═══ Data shown ═══

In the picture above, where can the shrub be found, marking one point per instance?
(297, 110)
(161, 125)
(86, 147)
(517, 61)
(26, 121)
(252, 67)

═══

-- Requirements --
Retype all of the data above line for line, changing nothing.

-- Output below --
In the picture above, where can the shrub be found, marking one point per instance?
(297, 110)
(161, 125)
(86, 147)
(517, 61)
(26, 121)
(252, 67)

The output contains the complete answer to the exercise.